◆ **Stored data**:
§ §
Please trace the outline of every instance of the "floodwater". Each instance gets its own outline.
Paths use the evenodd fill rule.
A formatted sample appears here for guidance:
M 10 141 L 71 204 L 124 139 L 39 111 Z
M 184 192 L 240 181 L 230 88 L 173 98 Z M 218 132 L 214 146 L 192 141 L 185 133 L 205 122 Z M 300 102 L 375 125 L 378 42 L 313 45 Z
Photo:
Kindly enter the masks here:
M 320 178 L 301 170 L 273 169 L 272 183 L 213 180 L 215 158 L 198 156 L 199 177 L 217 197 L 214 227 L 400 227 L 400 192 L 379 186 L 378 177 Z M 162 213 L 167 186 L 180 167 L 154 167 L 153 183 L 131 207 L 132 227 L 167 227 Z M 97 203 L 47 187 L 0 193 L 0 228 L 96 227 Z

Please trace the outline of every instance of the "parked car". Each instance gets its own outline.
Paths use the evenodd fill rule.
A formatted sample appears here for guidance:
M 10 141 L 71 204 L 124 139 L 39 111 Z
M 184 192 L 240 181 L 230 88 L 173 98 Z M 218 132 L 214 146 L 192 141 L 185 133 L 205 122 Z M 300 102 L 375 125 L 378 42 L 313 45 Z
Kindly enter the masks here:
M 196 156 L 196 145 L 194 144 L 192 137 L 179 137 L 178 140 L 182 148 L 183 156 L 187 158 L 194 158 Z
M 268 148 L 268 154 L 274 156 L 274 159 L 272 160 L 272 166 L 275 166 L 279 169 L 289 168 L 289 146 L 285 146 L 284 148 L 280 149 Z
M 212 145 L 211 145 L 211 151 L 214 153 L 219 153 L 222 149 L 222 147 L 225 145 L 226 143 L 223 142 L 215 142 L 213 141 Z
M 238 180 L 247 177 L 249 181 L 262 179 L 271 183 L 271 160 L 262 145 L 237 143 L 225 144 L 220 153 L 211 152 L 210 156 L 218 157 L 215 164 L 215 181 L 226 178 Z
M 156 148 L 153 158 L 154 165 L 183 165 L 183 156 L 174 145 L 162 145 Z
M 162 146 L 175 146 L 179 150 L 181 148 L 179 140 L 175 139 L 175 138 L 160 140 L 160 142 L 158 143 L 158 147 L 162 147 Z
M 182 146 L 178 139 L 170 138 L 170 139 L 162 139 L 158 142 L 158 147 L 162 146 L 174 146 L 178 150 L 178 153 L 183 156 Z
§ §
Each line of the data must be retyped exactly.

◆ **Solution to this exercise**:
Please trace the outline of every instance of the "floodwater". Each instance gets its own outline.
Paths use the evenodd fill rule.
A formatted sample appears here for guidance:
M 10 141 L 71 204 L 124 139 L 39 111 Z
M 184 192 L 240 181 L 230 88 L 173 98 Z M 218 132 L 214 146 L 192 141 L 185 133 L 205 122 Z M 300 102 L 375 125 L 378 42 L 313 45 Z
Photo:
Kindly enter the masks here:
M 320 178 L 301 170 L 273 169 L 272 183 L 213 180 L 215 158 L 198 156 L 199 177 L 217 197 L 214 227 L 400 227 L 400 192 L 379 186 L 378 177 Z M 162 213 L 167 186 L 180 167 L 154 167 L 153 183 L 131 207 L 132 227 L 167 227 Z M 97 203 L 47 187 L 0 193 L 0 228 L 96 227 Z

Please trace the outline of every instance of the "parked car". Each instance gets its own outline.
Paths use the evenodd fill rule.
A formatted sample appears here for guidance:
M 10 141 L 71 204 L 124 139 L 39 111 Z
M 184 192 L 240 181 L 230 88 L 173 98 Z M 218 132 L 214 146 L 192 141 L 185 133 L 205 122 Z M 300 102 L 375 125 L 378 42 L 313 45 Z
Kindly enter the masks here:
M 196 156 L 196 145 L 194 144 L 192 137 L 179 137 L 178 140 L 182 148 L 183 156 L 187 158 L 194 158 Z
M 268 148 L 268 154 L 274 156 L 274 159 L 272 160 L 272 166 L 275 166 L 279 169 L 289 168 L 289 146 L 285 146 L 284 148 L 280 149 Z
M 212 145 L 211 145 L 211 151 L 214 153 L 219 153 L 222 149 L 222 147 L 225 145 L 226 143 L 223 142 L 215 142 L 213 141 Z
M 238 180 L 247 177 L 249 181 L 262 179 L 271 183 L 271 160 L 262 145 L 237 143 L 225 144 L 220 153 L 211 152 L 210 156 L 218 157 L 215 164 L 215 181 L 226 178 Z
M 156 148 L 153 158 L 154 165 L 183 165 L 183 156 L 174 145 L 162 145 Z
M 162 146 L 175 146 L 179 150 L 181 148 L 179 140 L 175 139 L 175 138 L 160 140 L 160 142 L 158 143 L 158 147 L 162 147 Z
M 182 146 L 178 139 L 170 138 L 170 139 L 162 139 L 158 142 L 158 147 L 162 146 L 174 146 L 178 150 L 178 153 L 183 156 Z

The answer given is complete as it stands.